▶ **WHAT TO PRODUCE**:
Can you swap "marker" for "pin" in the data, starting at the line that has "Can you find the dark ceiling?" and stopping after the line that has "[[331, 175]]"? Give only those lines again, with nothing else changed.

▶ **MATERIAL TO PROCESS**:
- - - - - - -
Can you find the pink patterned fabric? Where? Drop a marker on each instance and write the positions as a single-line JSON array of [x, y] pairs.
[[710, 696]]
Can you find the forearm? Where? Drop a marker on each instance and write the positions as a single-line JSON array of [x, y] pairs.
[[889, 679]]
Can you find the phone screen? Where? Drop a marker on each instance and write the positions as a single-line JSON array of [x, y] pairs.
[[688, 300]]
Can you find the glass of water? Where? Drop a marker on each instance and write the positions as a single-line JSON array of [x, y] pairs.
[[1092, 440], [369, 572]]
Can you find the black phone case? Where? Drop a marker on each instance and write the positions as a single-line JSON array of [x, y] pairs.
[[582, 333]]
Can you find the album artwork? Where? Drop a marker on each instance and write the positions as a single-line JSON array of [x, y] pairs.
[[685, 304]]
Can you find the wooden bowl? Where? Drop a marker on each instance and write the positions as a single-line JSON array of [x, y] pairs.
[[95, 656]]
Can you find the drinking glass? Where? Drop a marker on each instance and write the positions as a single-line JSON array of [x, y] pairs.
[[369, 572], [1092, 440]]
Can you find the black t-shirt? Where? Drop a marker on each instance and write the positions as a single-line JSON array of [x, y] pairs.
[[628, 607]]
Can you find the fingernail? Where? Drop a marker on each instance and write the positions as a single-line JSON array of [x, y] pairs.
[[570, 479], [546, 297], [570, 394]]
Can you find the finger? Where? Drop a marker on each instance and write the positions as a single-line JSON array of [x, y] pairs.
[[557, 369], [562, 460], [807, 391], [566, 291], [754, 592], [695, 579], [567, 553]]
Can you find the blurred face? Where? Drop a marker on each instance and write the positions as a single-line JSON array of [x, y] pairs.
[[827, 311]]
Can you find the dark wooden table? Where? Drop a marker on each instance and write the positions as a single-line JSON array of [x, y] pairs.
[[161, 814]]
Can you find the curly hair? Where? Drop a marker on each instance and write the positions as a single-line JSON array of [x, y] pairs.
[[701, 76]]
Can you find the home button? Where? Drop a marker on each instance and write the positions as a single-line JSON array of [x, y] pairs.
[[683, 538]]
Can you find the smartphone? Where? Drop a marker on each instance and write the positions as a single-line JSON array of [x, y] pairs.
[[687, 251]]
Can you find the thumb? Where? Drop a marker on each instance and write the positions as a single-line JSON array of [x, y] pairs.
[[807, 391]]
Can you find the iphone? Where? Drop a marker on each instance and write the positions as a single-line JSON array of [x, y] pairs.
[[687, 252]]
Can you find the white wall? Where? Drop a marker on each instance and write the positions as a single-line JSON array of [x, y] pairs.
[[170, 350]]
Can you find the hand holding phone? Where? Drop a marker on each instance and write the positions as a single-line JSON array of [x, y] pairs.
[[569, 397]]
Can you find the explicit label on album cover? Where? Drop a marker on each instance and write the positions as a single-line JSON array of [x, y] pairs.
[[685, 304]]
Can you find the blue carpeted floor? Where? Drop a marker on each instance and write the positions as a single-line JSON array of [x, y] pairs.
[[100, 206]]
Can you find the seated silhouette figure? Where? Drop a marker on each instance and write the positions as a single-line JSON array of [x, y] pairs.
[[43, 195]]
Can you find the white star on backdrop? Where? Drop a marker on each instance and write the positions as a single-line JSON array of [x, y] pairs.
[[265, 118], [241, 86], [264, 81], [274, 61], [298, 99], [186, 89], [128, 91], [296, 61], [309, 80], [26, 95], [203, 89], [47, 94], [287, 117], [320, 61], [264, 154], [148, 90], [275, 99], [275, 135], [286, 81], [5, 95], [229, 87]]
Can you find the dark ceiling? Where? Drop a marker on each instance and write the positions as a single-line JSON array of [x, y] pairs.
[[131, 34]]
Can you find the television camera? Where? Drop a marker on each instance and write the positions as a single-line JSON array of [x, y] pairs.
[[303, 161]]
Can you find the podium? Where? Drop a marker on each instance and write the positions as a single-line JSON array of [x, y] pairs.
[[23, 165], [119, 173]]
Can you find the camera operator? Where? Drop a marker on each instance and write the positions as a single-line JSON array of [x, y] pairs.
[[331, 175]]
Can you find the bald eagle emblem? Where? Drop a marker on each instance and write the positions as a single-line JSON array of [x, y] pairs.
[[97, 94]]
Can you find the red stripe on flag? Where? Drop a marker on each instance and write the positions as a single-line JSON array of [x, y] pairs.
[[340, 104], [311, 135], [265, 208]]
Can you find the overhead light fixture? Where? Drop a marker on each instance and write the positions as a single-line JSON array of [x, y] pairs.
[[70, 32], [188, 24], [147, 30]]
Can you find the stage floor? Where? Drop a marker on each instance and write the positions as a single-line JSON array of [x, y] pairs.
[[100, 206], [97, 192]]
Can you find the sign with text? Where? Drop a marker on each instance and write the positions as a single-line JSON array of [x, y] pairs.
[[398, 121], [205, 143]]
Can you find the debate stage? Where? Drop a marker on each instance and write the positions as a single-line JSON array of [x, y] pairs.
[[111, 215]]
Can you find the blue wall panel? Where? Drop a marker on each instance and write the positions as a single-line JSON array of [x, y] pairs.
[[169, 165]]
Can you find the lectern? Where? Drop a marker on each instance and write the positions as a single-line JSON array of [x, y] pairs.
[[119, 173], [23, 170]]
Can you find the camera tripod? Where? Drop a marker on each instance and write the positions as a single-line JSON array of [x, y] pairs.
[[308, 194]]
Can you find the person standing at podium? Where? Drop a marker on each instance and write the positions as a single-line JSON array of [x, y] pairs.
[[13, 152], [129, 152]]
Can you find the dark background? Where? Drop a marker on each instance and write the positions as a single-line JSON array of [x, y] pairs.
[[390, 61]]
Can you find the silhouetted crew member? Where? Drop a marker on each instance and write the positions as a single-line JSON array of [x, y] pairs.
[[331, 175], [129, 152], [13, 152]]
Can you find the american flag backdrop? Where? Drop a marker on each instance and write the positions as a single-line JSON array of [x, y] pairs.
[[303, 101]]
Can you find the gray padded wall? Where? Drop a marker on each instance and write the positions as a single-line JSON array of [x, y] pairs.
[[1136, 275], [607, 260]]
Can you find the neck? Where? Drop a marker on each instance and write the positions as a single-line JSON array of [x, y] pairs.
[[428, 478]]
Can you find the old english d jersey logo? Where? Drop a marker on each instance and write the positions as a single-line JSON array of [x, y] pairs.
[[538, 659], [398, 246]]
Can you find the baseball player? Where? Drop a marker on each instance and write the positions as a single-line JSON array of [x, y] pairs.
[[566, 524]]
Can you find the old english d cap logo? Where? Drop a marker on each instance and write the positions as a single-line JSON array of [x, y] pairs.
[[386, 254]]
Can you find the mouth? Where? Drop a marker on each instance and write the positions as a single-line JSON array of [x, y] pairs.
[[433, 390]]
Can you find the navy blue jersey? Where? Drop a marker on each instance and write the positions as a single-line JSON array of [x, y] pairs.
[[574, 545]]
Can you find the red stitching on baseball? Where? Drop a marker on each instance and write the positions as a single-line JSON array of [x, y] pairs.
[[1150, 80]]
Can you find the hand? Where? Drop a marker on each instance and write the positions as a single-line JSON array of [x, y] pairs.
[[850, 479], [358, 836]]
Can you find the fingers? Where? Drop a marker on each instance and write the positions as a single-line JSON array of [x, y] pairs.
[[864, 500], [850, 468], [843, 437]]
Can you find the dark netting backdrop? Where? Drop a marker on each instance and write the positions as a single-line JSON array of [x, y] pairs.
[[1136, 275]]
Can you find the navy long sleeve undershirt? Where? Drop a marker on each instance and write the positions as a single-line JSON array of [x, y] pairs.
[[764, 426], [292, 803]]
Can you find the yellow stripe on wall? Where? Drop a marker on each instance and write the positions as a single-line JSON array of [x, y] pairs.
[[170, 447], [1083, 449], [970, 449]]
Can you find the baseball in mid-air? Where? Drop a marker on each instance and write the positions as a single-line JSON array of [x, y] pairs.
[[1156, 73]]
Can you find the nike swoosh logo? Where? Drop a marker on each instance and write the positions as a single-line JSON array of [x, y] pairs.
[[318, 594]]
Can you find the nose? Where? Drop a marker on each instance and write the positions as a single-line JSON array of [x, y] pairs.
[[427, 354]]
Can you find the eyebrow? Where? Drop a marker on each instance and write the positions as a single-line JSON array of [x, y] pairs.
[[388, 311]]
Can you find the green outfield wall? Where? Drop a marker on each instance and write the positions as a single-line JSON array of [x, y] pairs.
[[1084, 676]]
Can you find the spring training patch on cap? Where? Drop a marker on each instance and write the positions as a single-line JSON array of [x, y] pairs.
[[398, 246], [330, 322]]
- - - - - - -
▶ **SOLUTION TO THIS EXERCISE**:
Can you find the dark ceiling? Where? Drop a pin on each instance and write the positions as a single-line JSON array of [x, y] pairs.
[[131, 34]]
Can you find the television camera? Where? Drop a pin on each instance and write the positions as a single-line JSON array of [x, y] pairs.
[[303, 161]]
Can you find the podium? Where? Drop a pin on each instance and write the positions as a single-line JSON array of [x, y] pairs.
[[23, 165], [119, 173]]
Can you find the camera operator? Where? Drop a pin on each instance and write the positions as a single-line JSON array of [x, y] pairs.
[[331, 175]]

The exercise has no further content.